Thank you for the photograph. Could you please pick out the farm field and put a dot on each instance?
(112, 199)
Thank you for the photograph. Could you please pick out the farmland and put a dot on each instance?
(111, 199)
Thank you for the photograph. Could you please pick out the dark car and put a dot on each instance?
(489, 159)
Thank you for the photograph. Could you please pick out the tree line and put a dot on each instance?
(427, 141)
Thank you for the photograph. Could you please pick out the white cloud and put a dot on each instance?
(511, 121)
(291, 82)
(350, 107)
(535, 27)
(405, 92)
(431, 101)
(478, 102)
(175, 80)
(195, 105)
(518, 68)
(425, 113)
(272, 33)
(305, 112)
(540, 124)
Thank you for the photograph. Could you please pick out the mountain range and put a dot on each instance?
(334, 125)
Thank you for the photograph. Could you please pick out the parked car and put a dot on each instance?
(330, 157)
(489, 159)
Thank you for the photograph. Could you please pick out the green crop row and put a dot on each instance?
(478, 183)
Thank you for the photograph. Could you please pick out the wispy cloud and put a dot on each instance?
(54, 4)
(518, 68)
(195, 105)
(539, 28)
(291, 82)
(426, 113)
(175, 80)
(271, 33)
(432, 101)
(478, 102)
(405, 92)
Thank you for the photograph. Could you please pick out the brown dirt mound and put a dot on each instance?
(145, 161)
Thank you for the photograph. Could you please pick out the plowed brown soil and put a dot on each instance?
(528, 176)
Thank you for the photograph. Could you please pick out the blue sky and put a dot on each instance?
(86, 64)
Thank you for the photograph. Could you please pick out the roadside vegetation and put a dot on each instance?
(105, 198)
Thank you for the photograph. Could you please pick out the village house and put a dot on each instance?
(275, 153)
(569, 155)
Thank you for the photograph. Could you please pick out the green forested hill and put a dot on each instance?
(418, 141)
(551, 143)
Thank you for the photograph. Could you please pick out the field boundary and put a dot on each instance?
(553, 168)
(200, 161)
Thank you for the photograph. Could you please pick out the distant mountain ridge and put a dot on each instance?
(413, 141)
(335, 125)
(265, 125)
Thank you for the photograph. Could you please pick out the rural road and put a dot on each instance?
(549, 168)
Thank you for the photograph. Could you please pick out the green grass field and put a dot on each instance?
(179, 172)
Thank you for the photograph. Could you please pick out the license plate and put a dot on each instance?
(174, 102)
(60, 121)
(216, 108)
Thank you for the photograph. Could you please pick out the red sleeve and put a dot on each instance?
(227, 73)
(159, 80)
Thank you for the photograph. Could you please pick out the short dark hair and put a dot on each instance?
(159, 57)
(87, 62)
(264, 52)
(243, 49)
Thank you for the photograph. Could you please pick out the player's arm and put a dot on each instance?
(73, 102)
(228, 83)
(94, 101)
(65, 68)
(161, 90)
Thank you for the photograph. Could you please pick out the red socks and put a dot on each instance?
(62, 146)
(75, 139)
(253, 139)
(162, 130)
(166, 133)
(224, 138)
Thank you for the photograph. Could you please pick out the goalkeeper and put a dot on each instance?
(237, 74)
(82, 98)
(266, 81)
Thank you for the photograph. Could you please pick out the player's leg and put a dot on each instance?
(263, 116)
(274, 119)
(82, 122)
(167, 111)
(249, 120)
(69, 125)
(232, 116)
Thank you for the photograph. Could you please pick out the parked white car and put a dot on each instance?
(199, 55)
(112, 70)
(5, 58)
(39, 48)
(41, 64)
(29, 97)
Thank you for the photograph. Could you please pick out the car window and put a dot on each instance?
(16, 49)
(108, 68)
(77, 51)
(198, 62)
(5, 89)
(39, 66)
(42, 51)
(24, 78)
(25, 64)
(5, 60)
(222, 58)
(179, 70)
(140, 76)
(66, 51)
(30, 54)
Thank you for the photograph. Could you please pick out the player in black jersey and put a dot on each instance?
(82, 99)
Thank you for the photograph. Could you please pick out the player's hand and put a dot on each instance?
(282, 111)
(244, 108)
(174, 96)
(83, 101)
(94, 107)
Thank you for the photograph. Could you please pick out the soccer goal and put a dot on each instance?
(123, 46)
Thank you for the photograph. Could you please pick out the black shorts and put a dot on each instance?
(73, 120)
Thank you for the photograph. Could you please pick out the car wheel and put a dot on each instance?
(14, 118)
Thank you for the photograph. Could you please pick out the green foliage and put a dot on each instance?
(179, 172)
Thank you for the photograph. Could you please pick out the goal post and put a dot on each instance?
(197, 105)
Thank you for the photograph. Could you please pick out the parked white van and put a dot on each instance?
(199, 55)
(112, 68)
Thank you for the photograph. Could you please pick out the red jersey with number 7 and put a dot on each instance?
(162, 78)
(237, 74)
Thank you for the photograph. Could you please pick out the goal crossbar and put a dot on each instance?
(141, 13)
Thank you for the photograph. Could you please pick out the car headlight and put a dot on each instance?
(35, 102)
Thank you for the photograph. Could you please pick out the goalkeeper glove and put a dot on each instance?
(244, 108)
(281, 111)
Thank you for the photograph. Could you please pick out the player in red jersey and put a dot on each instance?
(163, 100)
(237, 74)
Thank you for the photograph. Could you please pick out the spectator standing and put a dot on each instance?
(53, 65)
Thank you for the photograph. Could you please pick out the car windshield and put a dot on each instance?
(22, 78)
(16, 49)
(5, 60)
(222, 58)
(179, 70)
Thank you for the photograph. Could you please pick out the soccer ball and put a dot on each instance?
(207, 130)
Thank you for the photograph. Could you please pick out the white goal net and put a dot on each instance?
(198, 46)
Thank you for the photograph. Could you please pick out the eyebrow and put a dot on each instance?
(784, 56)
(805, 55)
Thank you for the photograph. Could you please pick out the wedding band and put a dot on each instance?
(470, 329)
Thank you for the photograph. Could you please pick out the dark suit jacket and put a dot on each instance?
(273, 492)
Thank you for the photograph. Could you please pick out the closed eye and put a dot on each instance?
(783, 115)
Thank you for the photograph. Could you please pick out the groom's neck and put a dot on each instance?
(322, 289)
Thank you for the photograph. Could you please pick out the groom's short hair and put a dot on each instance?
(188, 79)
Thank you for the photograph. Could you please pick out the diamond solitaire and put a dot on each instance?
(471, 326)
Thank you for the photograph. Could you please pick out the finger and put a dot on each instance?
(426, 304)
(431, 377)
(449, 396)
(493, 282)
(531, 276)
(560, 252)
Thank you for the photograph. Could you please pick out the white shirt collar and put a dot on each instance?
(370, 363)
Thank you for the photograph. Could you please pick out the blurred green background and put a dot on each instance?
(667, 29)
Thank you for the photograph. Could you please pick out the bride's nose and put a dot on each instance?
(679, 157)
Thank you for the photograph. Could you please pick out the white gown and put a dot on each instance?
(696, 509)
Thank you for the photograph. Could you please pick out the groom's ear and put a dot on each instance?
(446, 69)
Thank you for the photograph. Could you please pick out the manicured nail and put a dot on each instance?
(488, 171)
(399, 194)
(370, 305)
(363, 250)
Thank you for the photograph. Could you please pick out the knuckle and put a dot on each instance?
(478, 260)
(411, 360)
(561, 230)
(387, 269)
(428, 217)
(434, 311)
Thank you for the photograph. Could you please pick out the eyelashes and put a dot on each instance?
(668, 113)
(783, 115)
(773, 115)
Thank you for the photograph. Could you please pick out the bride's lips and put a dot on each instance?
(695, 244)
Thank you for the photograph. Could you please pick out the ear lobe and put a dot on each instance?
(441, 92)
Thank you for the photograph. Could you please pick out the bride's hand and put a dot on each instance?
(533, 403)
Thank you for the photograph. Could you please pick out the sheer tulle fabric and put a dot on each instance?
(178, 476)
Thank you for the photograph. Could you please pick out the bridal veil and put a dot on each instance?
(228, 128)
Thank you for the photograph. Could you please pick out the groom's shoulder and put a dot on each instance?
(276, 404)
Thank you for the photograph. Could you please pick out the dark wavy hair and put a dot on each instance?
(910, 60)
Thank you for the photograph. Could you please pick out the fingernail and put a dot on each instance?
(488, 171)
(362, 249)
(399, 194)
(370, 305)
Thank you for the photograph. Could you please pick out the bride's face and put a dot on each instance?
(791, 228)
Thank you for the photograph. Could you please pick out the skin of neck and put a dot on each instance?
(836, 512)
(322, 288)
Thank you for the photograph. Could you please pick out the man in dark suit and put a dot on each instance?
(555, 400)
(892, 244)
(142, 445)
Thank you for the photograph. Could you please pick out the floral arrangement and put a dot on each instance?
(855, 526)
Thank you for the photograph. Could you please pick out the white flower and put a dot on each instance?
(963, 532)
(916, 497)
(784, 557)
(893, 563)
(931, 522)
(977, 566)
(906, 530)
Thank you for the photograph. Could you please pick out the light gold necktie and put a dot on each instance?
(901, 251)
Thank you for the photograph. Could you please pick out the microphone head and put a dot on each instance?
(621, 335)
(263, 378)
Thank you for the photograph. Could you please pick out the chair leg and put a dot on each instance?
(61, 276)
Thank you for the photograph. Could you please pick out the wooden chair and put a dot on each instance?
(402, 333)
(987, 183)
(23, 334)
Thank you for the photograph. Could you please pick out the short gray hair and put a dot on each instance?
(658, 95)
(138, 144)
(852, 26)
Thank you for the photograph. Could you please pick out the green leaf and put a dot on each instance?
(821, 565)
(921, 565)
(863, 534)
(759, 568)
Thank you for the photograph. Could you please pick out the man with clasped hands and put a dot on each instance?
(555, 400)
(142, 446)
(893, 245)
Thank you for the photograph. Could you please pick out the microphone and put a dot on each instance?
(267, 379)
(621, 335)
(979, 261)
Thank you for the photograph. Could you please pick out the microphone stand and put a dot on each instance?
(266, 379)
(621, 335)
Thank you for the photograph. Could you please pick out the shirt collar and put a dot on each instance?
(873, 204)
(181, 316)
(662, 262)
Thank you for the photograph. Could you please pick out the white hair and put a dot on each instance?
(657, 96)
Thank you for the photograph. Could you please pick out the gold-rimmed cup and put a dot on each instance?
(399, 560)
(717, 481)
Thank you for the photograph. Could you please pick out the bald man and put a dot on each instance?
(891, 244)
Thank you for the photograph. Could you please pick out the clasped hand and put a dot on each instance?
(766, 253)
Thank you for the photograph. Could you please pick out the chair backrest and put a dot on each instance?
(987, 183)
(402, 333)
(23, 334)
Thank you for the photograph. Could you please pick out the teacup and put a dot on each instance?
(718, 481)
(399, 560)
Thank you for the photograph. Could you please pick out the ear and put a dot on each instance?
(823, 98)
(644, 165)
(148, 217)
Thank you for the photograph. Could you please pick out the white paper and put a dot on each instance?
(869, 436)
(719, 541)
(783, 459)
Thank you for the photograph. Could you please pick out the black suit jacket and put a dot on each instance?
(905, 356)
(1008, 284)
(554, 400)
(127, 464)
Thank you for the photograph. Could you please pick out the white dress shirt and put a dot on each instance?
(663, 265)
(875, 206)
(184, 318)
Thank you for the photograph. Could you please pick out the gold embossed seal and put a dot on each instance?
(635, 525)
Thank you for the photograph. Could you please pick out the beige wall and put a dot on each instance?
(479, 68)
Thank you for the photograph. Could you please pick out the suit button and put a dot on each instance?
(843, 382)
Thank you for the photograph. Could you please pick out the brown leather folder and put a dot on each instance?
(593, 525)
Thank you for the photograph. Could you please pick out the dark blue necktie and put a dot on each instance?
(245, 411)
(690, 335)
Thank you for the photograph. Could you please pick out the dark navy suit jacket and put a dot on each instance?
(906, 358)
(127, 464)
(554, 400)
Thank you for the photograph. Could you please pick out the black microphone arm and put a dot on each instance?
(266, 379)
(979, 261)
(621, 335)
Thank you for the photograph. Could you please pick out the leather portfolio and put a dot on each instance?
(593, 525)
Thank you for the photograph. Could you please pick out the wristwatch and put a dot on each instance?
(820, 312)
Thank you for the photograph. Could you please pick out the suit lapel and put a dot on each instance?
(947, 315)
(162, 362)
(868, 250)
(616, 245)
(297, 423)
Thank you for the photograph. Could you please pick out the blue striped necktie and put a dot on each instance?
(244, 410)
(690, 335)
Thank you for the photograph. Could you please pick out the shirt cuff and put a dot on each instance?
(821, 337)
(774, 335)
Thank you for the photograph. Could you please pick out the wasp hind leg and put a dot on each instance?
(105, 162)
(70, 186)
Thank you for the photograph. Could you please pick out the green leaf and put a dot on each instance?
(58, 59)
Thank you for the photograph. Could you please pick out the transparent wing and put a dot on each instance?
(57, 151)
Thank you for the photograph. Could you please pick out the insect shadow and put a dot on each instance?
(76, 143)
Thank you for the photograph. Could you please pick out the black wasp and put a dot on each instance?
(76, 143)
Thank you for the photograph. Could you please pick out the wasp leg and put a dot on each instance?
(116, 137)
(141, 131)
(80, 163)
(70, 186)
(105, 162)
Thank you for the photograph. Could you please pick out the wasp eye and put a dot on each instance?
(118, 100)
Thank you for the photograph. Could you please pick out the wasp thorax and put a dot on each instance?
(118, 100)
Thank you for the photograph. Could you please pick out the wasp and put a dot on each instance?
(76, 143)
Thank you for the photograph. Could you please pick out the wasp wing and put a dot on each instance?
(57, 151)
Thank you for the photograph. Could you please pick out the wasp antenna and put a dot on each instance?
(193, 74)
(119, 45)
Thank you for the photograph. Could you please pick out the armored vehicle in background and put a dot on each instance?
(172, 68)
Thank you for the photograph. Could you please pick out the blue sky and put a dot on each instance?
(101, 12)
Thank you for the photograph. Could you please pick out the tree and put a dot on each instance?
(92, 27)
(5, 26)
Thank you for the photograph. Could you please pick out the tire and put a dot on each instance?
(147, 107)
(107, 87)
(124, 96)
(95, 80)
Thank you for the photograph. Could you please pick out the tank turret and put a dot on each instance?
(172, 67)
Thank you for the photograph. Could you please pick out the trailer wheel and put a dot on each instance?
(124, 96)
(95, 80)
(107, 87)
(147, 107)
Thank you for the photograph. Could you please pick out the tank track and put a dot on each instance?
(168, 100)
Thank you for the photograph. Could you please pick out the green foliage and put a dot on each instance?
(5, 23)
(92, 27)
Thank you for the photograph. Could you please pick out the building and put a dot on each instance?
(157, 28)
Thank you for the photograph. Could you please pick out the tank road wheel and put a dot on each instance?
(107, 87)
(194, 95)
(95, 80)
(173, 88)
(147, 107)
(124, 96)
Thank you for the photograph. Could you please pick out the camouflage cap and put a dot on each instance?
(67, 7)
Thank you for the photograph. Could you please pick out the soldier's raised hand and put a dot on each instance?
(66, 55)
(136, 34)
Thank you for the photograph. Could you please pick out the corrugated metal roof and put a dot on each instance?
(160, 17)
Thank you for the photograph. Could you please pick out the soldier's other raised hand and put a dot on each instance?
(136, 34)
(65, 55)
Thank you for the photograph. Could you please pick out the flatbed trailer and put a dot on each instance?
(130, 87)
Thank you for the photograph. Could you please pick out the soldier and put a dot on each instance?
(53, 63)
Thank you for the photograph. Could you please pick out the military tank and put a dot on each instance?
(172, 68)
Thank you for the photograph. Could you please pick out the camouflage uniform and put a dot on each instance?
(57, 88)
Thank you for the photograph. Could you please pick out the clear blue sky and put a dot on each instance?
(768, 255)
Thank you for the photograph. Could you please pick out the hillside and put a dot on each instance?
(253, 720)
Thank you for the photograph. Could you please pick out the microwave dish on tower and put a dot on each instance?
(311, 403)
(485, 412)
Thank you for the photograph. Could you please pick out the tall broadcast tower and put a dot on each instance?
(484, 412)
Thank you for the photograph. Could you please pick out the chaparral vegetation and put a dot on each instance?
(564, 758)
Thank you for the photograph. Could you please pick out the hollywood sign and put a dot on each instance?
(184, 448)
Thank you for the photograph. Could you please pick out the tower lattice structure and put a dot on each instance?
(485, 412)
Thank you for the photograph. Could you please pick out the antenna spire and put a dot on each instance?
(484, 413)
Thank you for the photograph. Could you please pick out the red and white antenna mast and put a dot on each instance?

#### TASK DIRECTIONS:
Extract every line above, from the one containing "roof and put a dot on each instance?" down to the final line, with both of those included, and reproduce each one exactly.

#### FINAL RESULT:
Thank you for the photograph. Could you please pick out the corrugated metal roof and put a dot on each instance?
(160, 17)
Thank you for the photograph. Could you please pick out the soldier's other raised hand and put a dot on each instance?
(136, 34)
(65, 55)
Thank you for the photograph. Could you please pick out the flatbed trailer and put a dot on each instance?
(130, 87)
Thank you for the photograph. Could you please pick out the soldier and put a dot on each instance?
(53, 63)
Thank you for the photograph. Could you please pick out the military tank and put a dot on each instance?
(172, 68)
Thank you for the photograph. Could you please pick out the camouflage uniform and put a dot on each instance?
(57, 88)
Thank you for the photograph. Could you please pick out the clear blue sky and put a dot on each instance?
(768, 255)
Thank you for the photograph. Could you please pick out the hillside and put a dot on each instance?
(253, 720)
Thank you for the photograph. Could you please pick out the microwave dish on tower and put a dot on each instance?
(311, 403)
(485, 412)
Thank you for the photograph. Could you please pick out the tall broadcast tower and put a dot on each instance?
(484, 412)
Thank you for the photograph. Could you please pick out the chaparral vegetation and put a dot on each instance?
(564, 758)
Thank you for the photograph. Could you please pick out the hollywood sign and put a dot on each instance?
(184, 448)
Thank you for the photograph. Could you please pick out the tower lattice structure and put a dot on each instance?
(485, 412)
Thank you for the photograph. Could you please pick out the antenna spire and put a dot on each instance?
(484, 413)
Thank you for the photograph. Could you please pick out the red and white antenna mast and put a dot on each instance?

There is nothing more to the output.